[Natural language region descriptions]
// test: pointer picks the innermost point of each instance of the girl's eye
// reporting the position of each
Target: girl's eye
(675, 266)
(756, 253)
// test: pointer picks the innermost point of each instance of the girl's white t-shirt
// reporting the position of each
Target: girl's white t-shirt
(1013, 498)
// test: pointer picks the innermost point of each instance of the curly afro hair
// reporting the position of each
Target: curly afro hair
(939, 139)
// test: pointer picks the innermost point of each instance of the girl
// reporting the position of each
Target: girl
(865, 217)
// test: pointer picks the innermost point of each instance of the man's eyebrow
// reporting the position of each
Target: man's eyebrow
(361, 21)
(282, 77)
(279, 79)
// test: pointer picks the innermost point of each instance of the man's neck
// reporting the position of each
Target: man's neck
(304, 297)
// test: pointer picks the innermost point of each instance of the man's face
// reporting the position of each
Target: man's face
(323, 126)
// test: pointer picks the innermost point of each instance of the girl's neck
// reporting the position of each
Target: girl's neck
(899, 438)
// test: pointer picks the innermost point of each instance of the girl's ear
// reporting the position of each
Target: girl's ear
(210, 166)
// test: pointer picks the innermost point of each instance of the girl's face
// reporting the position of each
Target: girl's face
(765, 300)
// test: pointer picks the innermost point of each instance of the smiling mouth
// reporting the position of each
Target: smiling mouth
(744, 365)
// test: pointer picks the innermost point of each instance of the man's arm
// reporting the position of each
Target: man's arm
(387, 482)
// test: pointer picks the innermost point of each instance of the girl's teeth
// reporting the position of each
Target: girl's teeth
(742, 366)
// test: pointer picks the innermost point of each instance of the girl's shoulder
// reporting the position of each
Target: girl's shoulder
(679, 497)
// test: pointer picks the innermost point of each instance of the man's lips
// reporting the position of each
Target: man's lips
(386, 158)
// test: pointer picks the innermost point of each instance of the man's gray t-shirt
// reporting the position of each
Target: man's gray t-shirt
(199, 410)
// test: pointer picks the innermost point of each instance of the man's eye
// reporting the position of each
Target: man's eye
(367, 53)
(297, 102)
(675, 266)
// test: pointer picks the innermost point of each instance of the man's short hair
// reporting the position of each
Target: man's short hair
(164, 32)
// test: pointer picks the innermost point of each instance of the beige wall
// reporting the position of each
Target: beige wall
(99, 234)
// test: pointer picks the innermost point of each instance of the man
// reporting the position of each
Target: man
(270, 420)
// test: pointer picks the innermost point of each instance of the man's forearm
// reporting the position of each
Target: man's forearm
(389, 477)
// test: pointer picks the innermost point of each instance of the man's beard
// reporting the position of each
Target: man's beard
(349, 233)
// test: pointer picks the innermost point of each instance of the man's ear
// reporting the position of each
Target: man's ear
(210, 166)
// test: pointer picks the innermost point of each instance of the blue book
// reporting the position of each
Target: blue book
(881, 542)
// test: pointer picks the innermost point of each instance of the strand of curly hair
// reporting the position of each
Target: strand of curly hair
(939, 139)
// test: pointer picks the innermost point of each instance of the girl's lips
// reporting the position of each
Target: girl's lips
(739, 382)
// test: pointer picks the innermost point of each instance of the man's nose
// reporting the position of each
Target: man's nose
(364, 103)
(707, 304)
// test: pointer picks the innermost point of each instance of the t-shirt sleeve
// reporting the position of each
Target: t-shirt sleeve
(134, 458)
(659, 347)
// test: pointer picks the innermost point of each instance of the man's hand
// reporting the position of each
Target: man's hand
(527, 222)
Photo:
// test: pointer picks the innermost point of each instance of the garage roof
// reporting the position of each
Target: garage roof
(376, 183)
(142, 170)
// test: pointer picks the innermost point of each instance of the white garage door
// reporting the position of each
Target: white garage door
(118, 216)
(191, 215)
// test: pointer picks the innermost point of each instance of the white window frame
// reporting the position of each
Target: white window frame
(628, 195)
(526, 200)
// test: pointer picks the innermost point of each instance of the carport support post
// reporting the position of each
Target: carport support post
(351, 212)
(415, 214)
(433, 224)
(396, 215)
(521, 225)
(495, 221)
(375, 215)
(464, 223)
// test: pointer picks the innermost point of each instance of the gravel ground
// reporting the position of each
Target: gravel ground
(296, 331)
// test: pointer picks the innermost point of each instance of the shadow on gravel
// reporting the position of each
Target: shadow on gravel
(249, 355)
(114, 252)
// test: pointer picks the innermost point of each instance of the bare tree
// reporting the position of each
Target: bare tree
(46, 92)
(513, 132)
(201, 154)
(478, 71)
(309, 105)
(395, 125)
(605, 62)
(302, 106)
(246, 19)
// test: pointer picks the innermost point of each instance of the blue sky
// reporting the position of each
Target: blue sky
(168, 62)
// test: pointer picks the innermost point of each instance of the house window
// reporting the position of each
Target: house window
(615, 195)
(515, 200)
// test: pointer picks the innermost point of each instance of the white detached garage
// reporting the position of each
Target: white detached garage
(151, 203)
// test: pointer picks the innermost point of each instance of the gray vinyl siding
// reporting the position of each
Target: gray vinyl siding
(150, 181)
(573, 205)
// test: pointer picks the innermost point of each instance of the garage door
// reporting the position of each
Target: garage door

EXERCISE
Repeat each entry above, keeping every word exact.

SOLVED EXERCISE
// test: pointer picks the innermost point of each instance of the girl's eye
// reporting the position of each
Target: girl's eye
(675, 266)
(756, 253)
// test: pointer picks the innermost point of each instance of the girl's white t-shirt
// reporting the position of each
Target: girl's white t-shirt
(1013, 498)
// test: pointer picks the innermost point of each instance of the curly afro hair
// reporting the position of each
Target: curly afro hair
(939, 139)
// test: pointer picks the innermost point of each instance of the girl
// reporting the position of each
Target: girl
(865, 217)
// test: pointer picks the innermost point of each instance of the man's eyebrow
// reporting the position of each
Target: man's eyebrow
(361, 21)
(282, 77)
(279, 79)
// test: pointer picks the innermost point of each instance of the man's neck
// reporting the position of each
Target: man's neck
(304, 297)
// test: pointer picks the innermost point of each instance of the man's face
// reporting the position of each
Target: man's face
(323, 126)
// test: pointer picks the innermost point of each instance of the girl's neck
// reporting the position of each
Target: girl's neck
(899, 438)
// test: pointer picks the innermost point of each instance of the girl's ear
// reporting the position of each
Target: girl's ear
(210, 166)
// test: pointer picks the innermost point of each instance of the girl's face
// reporting the position of each
Target: girl's face
(765, 300)
// test: pointer picks the innermost point of each instance of the smiling mouth
// reporting the position of each
Target: smiling mouth
(744, 365)
// test: pointer picks the innermost point of each instance of the man's arm
// reporting the position of each
Target: man's arm
(387, 482)
// test: pointer picks the innermost point of each instance of the girl's teeth
// reporting the position of each
Target: girl's teeth
(742, 366)
// test: pointer picks the innermost point of each instance of the girl's shoulder
// reporting the position of each
Target: girl's shoulder
(679, 497)
// test: pointer picks the innermost point of each instance of the man's lips
// reporting the position of each
Target: man's lips
(386, 158)
// test: pointer picks the innermost point of each instance of the man's gray t-shirt
// reporting the position of each
Target: man's gray t-shirt
(199, 410)
// test: pointer picks the innermost point of each instance of the man's eye
// reporting the position of each
Target: man's eye
(367, 53)
(297, 102)
(675, 266)
// test: pointer picks the innermost point of each instance of the man's short hair
// reporting the position of each
Target: man's short hair
(164, 32)
// test: pointer picks the innermost point of each instance of the beige wall
// reporting the position of each
Target: beige wall
(99, 234)
// test: pointer picks the innermost point of each instance of the man
// reporting the position of each
Target: man
(270, 420)
// test: pointer picks the innermost point of each instance of the man's forearm
// reporting the position of each
Target: man's forearm
(389, 477)
// test: pointer picks the innermost point of each instance of the man's beard
// reporting the position of each
Target: man's beard
(349, 233)
// test: pointer picks the innermost point of each instance of the man's ear
// reporting the position of each
Target: man's ear
(210, 166)
// test: pointer picks the innermost point of each instance of the blue book
// reporting the position of each
Target: blue book
(881, 542)
// test: pointer picks the innermost point of each instance of the strand of curly hair
// reporting the position of each
Target: strand of curly hair
(939, 139)
// test: pointer picks the innermost point of each instance of the girl's lips
// reporting the position of each
Target: girl's lips
(739, 382)
// test: pointer picks the innermost point of each instance of the man's nose
// reporting the position of each
Target: man's nose
(364, 103)
(707, 304)
// test: pointer picks the innermost point of each instance of the t-shirt sleeve
// reporting the position of each
Target: t-shirt sleeve
(134, 458)
(659, 347)
// test: pointer picks the innermost point of each instance of the man's hand
// reporting the position of each
Target: man's hand
(527, 222)
Photo:
// test: pointer picks the innermost point of each instance of the garage roof
// reporting the position of each
Target: garage roof
(376, 183)
(142, 170)
// test: pointer picks the innermost point of each instance of the white garage door
// reporting the position of each
Target: white garage door
(118, 216)
(191, 215)
// test: pointer picks the innermost point of each instance of the white window frame
// reporting the position of each
Target: white window frame
(628, 195)
(526, 200)
// test: pointer picks the innermost point of each instance of the carport support post
// reporting the position of each
Target: carport support post
(351, 212)
(415, 214)
(433, 224)
(396, 215)
(521, 225)
(495, 221)
(375, 215)
(464, 223)
// test: pointer picks the innermost point of each instance of the gravel ground
// reporting the position of each
Target: gravel ground
(296, 331)
// test: pointer picks the innermost point of each instance of the shadow on gravel
// reporting the position of each
Target: shadow on gravel
(249, 355)
(114, 252)
// test: pointer picks the innermost point of each instance of the bare tree
// reporting the position of each
Target: bare tree
(46, 92)
(513, 132)
(201, 154)
(478, 71)
(309, 105)
(395, 125)
(605, 62)
(302, 106)
(246, 19)
// test: pointer picks the innermost point of each instance of the blue sky
// reporting the position of each
Target: blue sky
(168, 62)
// test: pointer picks the innermost point of each instance of the house window
// reporting the position of each
Target: house window
(615, 195)
(515, 200)
// test: pointer picks the innermost point of each instance of the white detached garage
// reporting the position of each
Target: white detached garage
(151, 203)
// test: pointer picks the innermost point of each instance of the gray vinyl siding
// reporting the position of each
Target: gray vinyl siding
(150, 181)
(573, 205)
// test: pointer picks the innermost point of each instance of the garage door
// reporting the position of each
Target: garage door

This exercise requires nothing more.